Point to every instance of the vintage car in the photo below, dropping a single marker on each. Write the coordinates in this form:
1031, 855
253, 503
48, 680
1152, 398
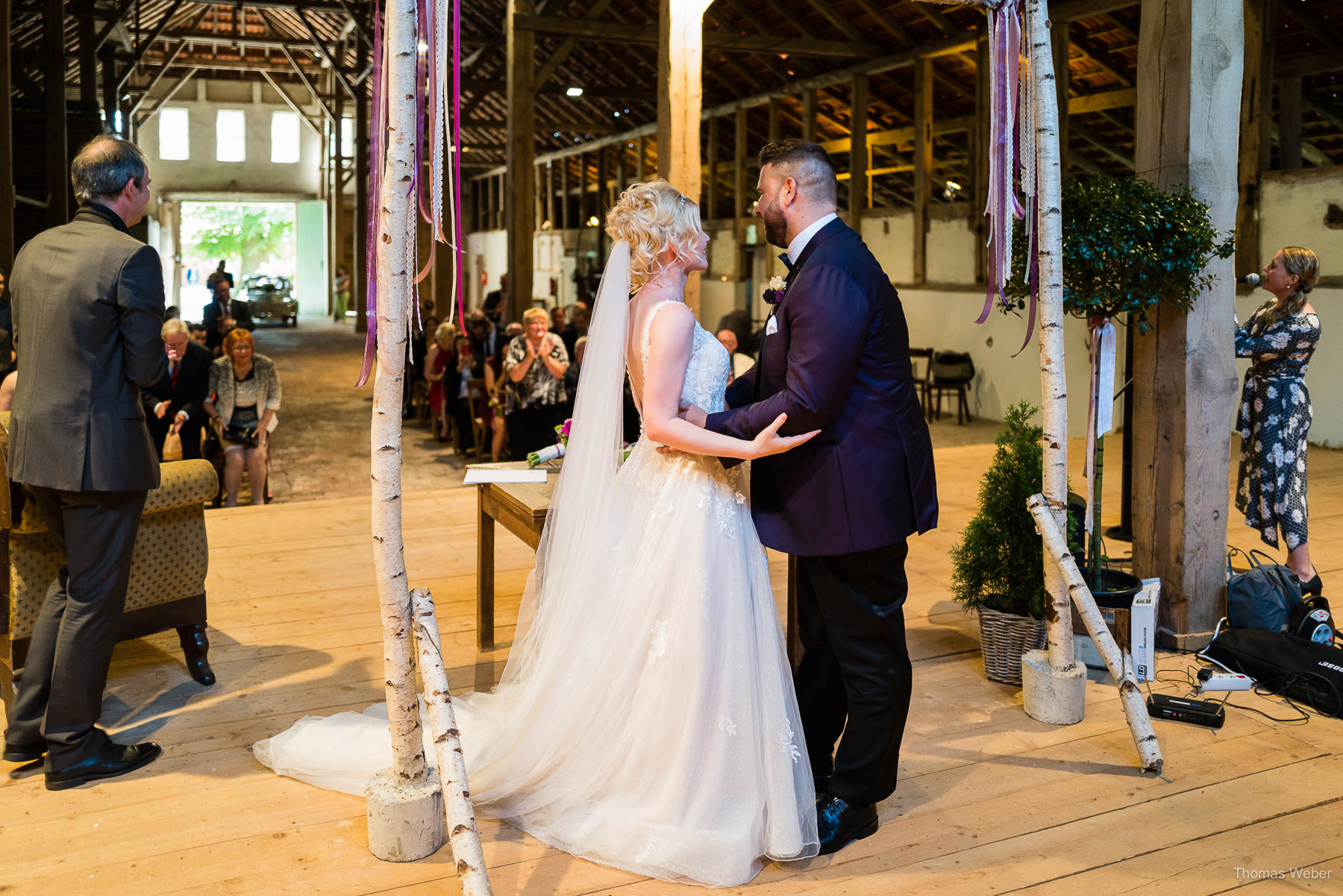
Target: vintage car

Aim of the exercise
Output every record above exactly, leaving out the pictures.

Result of this exercise
Point to every instance of the vintage car in the photo below, dropping a single marker on each. Write the coordinates in this form:
1031, 855
253, 503
48, 680
1152, 398
Target: vintage car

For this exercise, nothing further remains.